▶ Exercise description
Reproduce the data that follows precisely.

▶ Given entries
______

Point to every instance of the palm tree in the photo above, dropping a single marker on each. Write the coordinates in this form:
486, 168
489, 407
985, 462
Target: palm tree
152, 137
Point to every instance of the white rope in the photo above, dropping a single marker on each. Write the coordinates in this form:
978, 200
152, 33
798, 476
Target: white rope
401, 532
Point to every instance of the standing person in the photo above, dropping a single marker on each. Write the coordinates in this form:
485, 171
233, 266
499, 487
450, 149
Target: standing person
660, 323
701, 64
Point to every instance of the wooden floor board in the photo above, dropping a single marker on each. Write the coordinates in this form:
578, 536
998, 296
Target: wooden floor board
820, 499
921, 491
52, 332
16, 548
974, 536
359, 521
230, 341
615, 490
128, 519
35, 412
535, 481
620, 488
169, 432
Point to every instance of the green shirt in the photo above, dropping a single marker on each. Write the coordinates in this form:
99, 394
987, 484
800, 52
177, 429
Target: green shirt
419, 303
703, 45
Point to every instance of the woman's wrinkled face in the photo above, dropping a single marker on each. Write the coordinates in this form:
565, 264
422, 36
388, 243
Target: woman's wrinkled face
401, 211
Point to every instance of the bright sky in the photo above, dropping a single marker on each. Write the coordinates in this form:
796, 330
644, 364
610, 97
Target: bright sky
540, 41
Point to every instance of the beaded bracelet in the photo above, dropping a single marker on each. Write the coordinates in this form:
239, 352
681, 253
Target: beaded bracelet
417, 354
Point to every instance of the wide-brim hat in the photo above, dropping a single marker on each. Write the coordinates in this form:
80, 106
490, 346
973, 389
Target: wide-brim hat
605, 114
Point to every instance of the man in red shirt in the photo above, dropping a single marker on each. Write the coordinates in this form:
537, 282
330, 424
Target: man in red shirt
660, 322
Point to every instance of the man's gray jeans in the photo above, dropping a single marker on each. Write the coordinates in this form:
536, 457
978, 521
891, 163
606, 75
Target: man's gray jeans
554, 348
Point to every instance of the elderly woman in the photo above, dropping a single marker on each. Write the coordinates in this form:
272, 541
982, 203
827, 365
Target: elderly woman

______

▶ Exercise answer
Point to every instance of the palm tree in the photo above, dropping a single marker on each. Write the coordinates in this form:
486, 168
489, 407
985, 462
Target: palm tree
152, 137
Point to every instance of the white rope in the photo above, dropping a single marker on each. Write the coordinates in this form:
978, 200
152, 33
798, 476
Target: white rope
401, 532
Point to every instance of the standing person in the photo above, dropping a single marker on each. Write the coordinates in this form:
485, 171
233, 266
499, 487
450, 149
Target: standing person
660, 323
701, 64
Point to every instance of the wooden floor board in the photo above, dropping a single marker on each. Write the coordinates in this form:
578, 536
998, 296
Target: wooden floor board
820, 499
921, 491
52, 332
16, 548
974, 536
359, 521
230, 341
615, 490
128, 519
35, 412
535, 481
620, 488
169, 432
Point to every instance of the green shirt in the photo above, dropping a single marker on each. Write the coordinates in this form:
99, 394
987, 484
800, 52
177, 429
Target: green shirt
419, 303
703, 45
Point to every instance of the woman's wrinkled face in the photo above, dropping a single marker on each. Write the coordinates in this form:
565, 264
422, 36
388, 243
Target: woman's wrinkled face
401, 211
Point to every instance of the bright sky in the photo above, dropping a single marker on each. Write the coordinates in this form:
796, 330
644, 364
610, 97
Target: bright sky
540, 41
Point to every instance of the beaded bracelet in the photo above, dropping a single marker on each. Write the coordinates in this form:
239, 352
681, 253
Target: beaded bracelet
417, 354
Point to every instance of the wide-brim hat in the photo above, dropping a single marker on each. Write the coordinates in this form:
80, 106
490, 346
973, 389
Target: wide-brim hat
605, 114
Point to every instance of the man in red shirt in the photo above, dropping a single marker on each. Write the coordinates in this form:
537, 282
330, 424
Target: man in red shirt
660, 322
Point to every instance of the man's gray jeans in the photo above, dropping a single marker on each. Write the coordinates in this form:
536, 457
978, 521
891, 163
606, 75
Target: man's gray jeans
554, 348
Point to every instance of the elderly woman in the photo above, dropping a single marker on each. Write the coordinates in this form:
272, 541
982, 203
827, 365
Target: elderly woman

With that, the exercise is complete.